# Job: Helical Refinement (BETA)

Description: Reconstruct and refine a homogeneous helical assembly, with or without imposition and refinement of symmetry parameters. Helical Refinement (BETA) uses an algorithm that is conceptually similar to Egelman's Iterative Helical Real Space Reconstruction (IHRSR) algorithm [1], while incorporating the same maximum likelihood framework, accelerated branch-and-bound alignment algorithm, and optional Non-Uniform regularization as used in other cryoSPARC refinement jobs. For an example of a full workflow that incorporates the helical refinement job, please refer to the EMPIAR-10031 case study.

Input:

• Particles

• Initial model (optional)

Output:

• Refined 3D map

• Symmetrized and sharpened maps

• Half-maps

• Mask used in FSC calculation

• Gold-standard FSC curve

• Plots, including orientation distributions

• Estimated symmetry parameters (helical twist and rise)

# Parameters

## Helical Symmetry

These parameters inform the application and treatment of helical symmetry within the refinement iterations.

• Helical twist estimate and Helical rise estimate

• These are the initial symmetry parameters that the job will use to apply helical symmetry. The helical twist (º) specifies the rotation angle between successive asymmetric units in the helical lattice; the helical rise (Å) specifies the translation along the helical axis between successive asymmetric units. For a more detailed description of how helical symmetry is treated in cryoSPARC, please refer to this page.

• Note: The refinement can also run without symmetry estimates, in which case no helical symmetry will be applied. These are referred to as asymmetric refinements. For the majority of helical assemblies, especially those with small asymmetric units, applying correct helical symmetry is necessary to produce a high resolution map. However, some helical assemblies with larger asymmetric units relative to the overall size of the assembly may refine to an output map with clear helical symmetry without the enforcement of helical symmetry.

• In any workflow, once the symmetry parameters are known to a moderately high level of confidence, it is always recommended to run a helical refinement with symmetry enforced to achieve the high map quality and resolution.

• Maximum symmetry order to apply during reconstruction

• This corresponds to the number of times each particle image is used for the application of helical symmetry in reconstruction. If particles were picked using the filament tracer or template picker, an appropriate value will automatically be calculated (using the distance between extracted boxes and the helical rise) and printed out in the streamlog as "Refining with helical symmetrization degree of x enforced".

Request 1:
Extract each line of the records that contains the word "awning".
The helical refinement page and the records are unrelated to each other.

Given data:
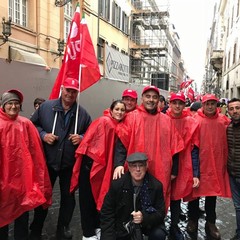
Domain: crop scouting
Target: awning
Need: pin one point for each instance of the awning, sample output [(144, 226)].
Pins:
[(27, 57)]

Request 2:
Answer these questions from the helical refinement page, with each answer on its own line and marked to match:
(a) Which algorithm is Helical Refinement (BETA) conceptually similar to?
(b) In what unit is the helical rise specified?
(c) What are refinements run without symmetry estimates called?

Output 1:
Target: awning
Need: pin one point for each instance of the awning, sample output [(144, 226)].

Output 2:
(a) Egelman's Iterative Helical Real Space Reconstruction (IHRSR) algorithm
(b) Å
(c) Asymmetric refinements